Extracted records:
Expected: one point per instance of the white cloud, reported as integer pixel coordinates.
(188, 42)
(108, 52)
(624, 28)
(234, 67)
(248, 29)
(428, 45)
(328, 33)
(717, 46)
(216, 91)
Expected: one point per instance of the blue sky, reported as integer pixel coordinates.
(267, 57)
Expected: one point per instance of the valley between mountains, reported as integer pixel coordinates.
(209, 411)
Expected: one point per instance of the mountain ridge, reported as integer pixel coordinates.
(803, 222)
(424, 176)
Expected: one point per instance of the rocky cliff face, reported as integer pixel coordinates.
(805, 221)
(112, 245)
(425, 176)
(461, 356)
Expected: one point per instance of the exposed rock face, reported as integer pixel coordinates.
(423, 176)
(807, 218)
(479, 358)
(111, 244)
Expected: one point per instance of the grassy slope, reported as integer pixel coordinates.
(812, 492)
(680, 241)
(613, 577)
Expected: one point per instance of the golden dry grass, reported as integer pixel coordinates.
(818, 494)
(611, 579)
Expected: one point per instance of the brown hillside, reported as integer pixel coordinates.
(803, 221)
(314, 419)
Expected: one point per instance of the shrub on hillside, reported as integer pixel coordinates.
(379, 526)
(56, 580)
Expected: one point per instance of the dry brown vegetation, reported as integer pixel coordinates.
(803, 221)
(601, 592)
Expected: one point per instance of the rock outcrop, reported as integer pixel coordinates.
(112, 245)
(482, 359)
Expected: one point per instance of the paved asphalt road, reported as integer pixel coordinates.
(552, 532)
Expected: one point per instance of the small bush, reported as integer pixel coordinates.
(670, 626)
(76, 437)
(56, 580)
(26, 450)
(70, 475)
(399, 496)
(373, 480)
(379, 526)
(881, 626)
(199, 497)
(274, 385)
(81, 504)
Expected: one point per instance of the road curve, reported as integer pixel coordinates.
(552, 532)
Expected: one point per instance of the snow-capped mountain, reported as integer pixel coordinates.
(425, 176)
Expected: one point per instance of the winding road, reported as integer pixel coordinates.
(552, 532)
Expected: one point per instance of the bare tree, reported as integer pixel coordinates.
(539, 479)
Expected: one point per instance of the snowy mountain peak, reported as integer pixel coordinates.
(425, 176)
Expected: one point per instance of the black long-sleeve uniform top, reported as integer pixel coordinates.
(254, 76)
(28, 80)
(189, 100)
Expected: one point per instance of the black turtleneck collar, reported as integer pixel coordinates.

* Assignment
Repeat, word for word, every line from the line that contains "Expected: one point per instance of the road" to the end of the entries; include both of those lines and no others.

* Result of the task
Expected: one point per instance of the road curve, reported as integer pixel coordinates.
(552, 532)
Expected: one point per instance of the snow-capped mountain, reported as integer pixel coordinates.
(425, 176)
Expected: one point per instance of the winding road, reported as integer pixel coordinates.
(552, 532)
Expected: one point per instance of the bare tree, reported as integer pixel coordinates.
(539, 479)
Expected: one point per instance of the snowy mountain peak, reported as integer pixel coordinates.
(425, 176)
Expected: one point per instance of the black long-sleeve uniform top, reported as integer pixel coordinates.
(254, 76)
(28, 80)
(189, 100)
Expected: one point per instance of the black turtleneck collar, reported as integer pixel coordinates.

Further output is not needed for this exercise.